DIRECTIONS FOR THIS TASK - Repeat all of the entries, please, keeping each line exact.

MATERIAL FOR THIS EXERCISE Block Start

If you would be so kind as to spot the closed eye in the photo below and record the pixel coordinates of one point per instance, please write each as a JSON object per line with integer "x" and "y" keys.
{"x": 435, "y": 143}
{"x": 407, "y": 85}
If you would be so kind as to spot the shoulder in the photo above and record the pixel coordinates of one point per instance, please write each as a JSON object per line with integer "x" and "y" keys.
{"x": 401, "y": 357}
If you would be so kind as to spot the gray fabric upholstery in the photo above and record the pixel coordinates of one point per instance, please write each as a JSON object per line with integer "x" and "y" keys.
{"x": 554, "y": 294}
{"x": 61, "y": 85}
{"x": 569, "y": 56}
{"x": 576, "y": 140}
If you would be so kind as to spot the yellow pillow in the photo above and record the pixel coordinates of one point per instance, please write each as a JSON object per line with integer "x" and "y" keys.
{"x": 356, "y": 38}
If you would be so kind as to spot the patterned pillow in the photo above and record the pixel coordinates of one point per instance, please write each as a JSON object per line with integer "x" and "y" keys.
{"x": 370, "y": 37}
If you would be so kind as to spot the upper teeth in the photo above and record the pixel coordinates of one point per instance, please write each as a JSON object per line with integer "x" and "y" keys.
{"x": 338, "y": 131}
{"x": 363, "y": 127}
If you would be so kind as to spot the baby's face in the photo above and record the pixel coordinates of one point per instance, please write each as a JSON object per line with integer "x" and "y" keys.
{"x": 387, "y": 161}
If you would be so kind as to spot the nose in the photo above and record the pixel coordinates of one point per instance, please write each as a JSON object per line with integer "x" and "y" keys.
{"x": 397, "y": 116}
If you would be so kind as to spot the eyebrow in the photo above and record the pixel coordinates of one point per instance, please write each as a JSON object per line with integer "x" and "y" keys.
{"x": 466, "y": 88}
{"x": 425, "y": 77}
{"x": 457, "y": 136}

MATERIAL FOR THIS EXERCISE Block End

ANSWER SPACE -
If you would be so kind as to spot the closed eye in the photo below and record the pixel coordinates of one point per instance, please write each as a JSON object per line with integer "x" and "y" keys.
{"x": 435, "y": 143}
{"x": 407, "y": 85}
If you would be so kind as to spot the shoulder in the photo above and record the pixel coordinates of one point per instance, please write each as a JSON object per line with integer "x" and "y" keys.
{"x": 401, "y": 357}
If you would be so kind as to spot the gray fabric upholstery in the photo above and record the pixel coordinates of one point per instance, please write each as a JSON object per line with integer "x" and "y" keys.
{"x": 554, "y": 294}
{"x": 61, "y": 85}
{"x": 569, "y": 56}
{"x": 576, "y": 140}
If you would be so kind as to spot the yellow pillow in the photo above and record the pixel coordinates of one point per instance, please write each as a JSON object per line with integer "x" and "y" keys.
{"x": 356, "y": 38}
If you would be so kind as to spot the patterned pillow in the photo above and record the pixel coordinates of one point per instance, please write each as a JSON object per line with integer "x" and "y" keys.
{"x": 370, "y": 37}
If you would be so kind as to spot the upper teeth in the photo above and record the pixel coordinates of one point per instance, please write each as a JSON object per line with integer "x" and "y" keys.
{"x": 338, "y": 131}
{"x": 363, "y": 127}
If you would be so kind as to spot the baby's face in the photo above and record the pixel coordinates of one point per instance, please write each as a JSON object per line with integer "x" and "y" keys.
{"x": 387, "y": 161}
If you would be so kind as to spot the nose in the photo above and record the pixel coordinates of one point per instance, please write each as a JSON object per line with integer "x" and "y" keys.
{"x": 397, "y": 116}
If you would be so kind as to spot the eyebrow in the photo above and record the pixel coordinates of one point per instance, please write each as a JSON object per line with integer "x" and "y" keys.
{"x": 466, "y": 88}
{"x": 425, "y": 77}
{"x": 457, "y": 136}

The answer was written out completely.